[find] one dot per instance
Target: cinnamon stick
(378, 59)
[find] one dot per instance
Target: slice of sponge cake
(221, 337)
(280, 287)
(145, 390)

What to work on
Copy out every line of the records above word for word.

Written solution
[find] one dot per instance
Target: cinnamon stick
(378, 59)
[find] one dot per instance
Target: slice of sponge cake
(221, 337)
(280, 287)
(145, 390)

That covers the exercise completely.